### What you have to do
Go to the line that includes "A single marker falls on each instance of the helmet" and retype it, then every line after it to the end of the data, adding nothing.

----------

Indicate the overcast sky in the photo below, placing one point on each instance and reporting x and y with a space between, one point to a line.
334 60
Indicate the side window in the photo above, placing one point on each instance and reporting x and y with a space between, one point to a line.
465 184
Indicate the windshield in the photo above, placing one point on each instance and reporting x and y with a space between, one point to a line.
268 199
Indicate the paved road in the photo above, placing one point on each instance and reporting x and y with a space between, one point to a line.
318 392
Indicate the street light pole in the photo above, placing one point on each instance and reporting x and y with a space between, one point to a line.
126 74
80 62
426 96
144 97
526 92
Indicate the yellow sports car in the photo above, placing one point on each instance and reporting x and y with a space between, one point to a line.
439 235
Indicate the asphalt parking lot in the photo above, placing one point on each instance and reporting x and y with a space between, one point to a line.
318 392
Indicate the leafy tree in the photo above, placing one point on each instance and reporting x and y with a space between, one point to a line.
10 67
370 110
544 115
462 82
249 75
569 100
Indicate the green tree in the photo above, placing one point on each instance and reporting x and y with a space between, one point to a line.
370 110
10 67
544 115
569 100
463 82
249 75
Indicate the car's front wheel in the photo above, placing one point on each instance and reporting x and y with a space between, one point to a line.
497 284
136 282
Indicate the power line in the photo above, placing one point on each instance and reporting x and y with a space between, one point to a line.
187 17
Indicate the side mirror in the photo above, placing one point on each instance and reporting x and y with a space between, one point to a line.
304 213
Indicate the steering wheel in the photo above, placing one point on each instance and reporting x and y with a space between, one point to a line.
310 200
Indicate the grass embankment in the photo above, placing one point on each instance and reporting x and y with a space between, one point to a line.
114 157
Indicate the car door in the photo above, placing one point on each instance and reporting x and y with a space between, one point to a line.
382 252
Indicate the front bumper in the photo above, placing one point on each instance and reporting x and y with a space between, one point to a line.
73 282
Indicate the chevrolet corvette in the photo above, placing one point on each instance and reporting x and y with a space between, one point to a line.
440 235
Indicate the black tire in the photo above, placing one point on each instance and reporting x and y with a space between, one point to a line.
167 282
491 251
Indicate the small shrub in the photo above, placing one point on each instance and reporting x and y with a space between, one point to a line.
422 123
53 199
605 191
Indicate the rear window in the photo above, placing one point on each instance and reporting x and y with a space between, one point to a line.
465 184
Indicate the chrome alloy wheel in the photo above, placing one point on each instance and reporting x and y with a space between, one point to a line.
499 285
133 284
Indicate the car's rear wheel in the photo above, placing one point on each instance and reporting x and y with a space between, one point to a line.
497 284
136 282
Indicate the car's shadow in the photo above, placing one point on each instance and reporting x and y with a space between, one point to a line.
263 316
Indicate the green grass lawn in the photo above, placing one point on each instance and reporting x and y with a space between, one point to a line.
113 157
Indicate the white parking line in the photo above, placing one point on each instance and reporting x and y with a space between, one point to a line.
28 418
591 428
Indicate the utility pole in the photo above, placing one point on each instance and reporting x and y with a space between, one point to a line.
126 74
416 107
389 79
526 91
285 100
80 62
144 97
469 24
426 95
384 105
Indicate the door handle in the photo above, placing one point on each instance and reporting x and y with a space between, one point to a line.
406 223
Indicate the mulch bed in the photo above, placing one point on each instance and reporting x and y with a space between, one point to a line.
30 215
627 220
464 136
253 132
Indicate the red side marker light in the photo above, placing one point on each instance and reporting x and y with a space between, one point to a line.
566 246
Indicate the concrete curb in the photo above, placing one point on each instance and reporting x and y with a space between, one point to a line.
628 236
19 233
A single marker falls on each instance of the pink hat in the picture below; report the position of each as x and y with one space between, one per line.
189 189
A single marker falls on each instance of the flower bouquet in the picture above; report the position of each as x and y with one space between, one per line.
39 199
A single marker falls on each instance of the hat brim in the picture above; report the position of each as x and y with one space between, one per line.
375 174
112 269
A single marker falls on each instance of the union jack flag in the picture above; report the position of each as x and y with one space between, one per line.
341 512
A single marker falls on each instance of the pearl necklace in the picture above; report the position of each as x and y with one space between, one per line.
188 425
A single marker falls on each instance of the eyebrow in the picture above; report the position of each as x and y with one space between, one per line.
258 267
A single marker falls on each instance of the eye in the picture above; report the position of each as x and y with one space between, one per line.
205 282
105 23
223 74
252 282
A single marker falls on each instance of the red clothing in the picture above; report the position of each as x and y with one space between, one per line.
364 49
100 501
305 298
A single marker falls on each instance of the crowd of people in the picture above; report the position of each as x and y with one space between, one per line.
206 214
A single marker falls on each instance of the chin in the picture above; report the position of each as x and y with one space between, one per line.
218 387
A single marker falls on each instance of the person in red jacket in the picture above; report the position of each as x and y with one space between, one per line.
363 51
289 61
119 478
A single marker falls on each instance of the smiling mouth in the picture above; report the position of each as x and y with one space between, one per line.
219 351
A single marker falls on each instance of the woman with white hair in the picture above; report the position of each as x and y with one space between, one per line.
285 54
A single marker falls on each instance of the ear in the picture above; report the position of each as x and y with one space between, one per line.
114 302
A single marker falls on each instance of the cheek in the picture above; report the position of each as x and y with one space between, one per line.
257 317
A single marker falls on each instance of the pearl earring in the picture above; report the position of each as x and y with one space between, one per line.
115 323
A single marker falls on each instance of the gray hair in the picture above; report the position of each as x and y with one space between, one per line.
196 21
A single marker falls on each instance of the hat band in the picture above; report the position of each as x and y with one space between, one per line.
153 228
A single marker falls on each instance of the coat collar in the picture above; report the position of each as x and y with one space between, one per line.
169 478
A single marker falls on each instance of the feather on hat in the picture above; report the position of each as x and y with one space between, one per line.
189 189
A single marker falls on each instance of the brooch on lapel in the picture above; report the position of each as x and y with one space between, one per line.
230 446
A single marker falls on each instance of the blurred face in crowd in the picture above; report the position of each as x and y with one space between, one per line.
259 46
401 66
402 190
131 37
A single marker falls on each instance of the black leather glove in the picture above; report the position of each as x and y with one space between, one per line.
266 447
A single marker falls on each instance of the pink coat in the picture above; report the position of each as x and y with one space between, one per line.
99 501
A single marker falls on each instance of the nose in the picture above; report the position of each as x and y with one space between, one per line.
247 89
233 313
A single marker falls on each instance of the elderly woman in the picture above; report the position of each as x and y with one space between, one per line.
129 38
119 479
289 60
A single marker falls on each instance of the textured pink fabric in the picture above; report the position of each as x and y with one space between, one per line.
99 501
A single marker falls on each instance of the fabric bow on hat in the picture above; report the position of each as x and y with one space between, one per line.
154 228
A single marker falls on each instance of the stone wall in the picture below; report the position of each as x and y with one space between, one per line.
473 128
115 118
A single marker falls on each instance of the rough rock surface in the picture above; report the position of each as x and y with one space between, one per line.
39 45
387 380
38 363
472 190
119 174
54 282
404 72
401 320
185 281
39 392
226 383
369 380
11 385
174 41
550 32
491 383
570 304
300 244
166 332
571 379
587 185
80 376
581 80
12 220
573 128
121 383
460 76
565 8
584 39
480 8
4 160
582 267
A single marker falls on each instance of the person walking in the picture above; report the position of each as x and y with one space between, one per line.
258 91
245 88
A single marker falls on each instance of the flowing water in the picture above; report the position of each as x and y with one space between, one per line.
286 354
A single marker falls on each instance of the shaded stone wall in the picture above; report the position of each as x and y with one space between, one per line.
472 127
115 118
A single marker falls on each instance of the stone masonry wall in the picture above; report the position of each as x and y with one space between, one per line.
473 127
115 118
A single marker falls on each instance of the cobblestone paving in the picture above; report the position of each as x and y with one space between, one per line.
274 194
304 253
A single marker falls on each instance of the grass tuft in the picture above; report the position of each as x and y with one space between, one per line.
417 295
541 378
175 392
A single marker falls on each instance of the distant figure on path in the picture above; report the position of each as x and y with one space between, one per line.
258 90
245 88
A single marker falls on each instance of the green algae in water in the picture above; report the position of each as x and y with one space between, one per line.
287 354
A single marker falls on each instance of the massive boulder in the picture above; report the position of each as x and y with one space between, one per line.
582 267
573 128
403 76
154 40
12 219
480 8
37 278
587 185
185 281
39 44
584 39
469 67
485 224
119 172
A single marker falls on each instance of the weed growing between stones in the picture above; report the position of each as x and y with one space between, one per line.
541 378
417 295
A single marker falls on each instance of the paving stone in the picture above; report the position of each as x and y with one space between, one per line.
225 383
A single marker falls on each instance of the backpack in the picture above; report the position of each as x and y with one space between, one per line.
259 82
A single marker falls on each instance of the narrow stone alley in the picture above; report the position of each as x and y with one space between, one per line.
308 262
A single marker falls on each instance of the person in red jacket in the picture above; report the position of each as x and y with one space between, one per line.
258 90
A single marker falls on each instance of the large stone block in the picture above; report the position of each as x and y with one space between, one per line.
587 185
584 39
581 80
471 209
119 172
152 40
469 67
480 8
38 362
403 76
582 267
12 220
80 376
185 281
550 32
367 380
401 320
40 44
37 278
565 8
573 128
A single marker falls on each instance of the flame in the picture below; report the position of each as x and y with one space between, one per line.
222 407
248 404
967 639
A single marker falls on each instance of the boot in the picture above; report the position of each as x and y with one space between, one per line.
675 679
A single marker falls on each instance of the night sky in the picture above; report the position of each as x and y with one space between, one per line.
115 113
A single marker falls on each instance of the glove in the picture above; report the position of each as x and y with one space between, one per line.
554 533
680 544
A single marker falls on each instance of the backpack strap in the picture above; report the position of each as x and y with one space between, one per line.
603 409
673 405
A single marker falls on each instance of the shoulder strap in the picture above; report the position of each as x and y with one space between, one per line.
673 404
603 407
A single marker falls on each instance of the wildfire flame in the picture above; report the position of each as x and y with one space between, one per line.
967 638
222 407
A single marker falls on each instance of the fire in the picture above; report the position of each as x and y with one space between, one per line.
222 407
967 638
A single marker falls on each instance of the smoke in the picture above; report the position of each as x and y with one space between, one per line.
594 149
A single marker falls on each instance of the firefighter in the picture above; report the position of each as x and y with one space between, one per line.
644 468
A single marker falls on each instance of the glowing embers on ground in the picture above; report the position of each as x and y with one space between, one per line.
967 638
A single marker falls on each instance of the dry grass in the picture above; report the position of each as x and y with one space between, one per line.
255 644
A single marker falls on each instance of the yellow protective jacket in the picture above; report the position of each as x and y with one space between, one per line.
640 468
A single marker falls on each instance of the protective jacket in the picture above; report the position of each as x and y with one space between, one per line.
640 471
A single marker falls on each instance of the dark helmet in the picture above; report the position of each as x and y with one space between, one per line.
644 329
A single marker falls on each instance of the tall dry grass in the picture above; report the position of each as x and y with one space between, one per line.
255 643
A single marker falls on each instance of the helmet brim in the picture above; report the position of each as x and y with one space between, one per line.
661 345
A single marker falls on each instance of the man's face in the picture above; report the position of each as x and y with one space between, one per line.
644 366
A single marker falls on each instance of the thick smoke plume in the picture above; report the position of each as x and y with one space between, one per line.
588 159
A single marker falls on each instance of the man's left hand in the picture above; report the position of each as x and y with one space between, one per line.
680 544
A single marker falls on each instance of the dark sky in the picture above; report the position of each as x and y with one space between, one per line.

----------

### Task result
A single marker falls on each instance of the helmet brim in the picture above; report the position of each as x and y with one space between, one per line.
661 345
A single marker falls on each instance of the man's face in the picture above; report the position of each as x and y with one space between, one per line.
644 366
A single marker falls on each instance of the thick smoke plume in the picture above; report the position of each as x and y with one space between, one per line.
588 159
A single marker falls on each instance of the man's left hand in the picture above; report the position of each as x and y with one space between, one per line.
680 544
A single marker falls on each instance of the dark sky in the picture above; report the position of each as x and y with one space between, one per line.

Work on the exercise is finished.